* Übungstext:
Die Jugendlichen wurden gebeten, jene Mitschülerinnen und -schüler zu nennen, mit denen sie in den vergangenen 18 Monaten eine "romantische Beziehung" verband bzw. mit denen sie Sexualverkehr hatten.
Partner werden nicht im engsten Freundeskreis gesucht
259 gaben an, keine der beiden Beziehungen eingegangen zu sein. Der Rest (573 Jugendliche, von denen etwa die Hälfte Sexualverkehr hatten) wurde von den Soziologen hinsichtlich ihrer Partnerwahl genauer durchleuchtet.

Dass 52 Prozent der Schülerinnen und Schüler in einer ringförmigen Struktur mit einander verbunden waren, weist für die Forscher darauf hin, dass die Jugendlichen den neuen Partner nicht im direkten Umfeld suchen, sondern lieber einen Schritt über den engsten Freundeskreis hinaus machen.
Auch isolierte Zweier-Beziehungen gefunden
Neben der Ringstruktur stießen Peter Bearman, James Moody und Katherine Stovel auch auf einige kleinteiligere Elemente: So machten sie 63 "einfache" Paare, also zwei Personen, die nur miteinander eine Beziehung hatten, ausfindig.

Von 189 in romantische Verhältnisse involvierten Jugendlichen fühlten sich 35 Prozent mit höchstens drei Mitschülerinnen bzw. -schülern verbunden.

* Erfasste Daten:

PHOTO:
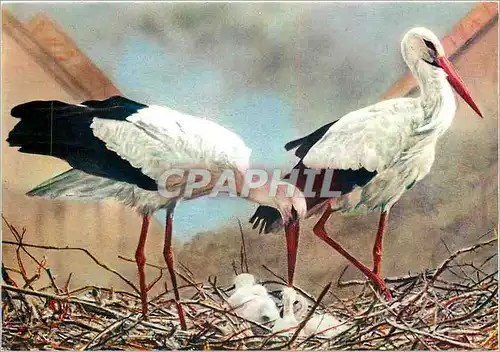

* Fragen zum Material:
- a) Welche Forschenden werden im Übungstext namentlich genannt? Führen Sie alle auf.
- b) Geben Sie den Abschnitt des Übungstexts wörtlich wieder, beginnend mit „Die Jugendlichen wurden“ und fortlaufend bis einschließlich „sie Sexualverkehr hatten.“.
Die Zeilen haben für die Aufgaben keine Bedeutung.

* Lösungen:
- a) Peter Bearman, James Moody, Katherine Stovel

- b)
Die Jugendlichen wurden gebeten, jene Mitschülerinnen und -schüler zu nennen, mit denen sie in den vergangenen 18 Monaten eine "romantische Beziehung" verband bzw. mit denen sie Sexualverkehr hatten.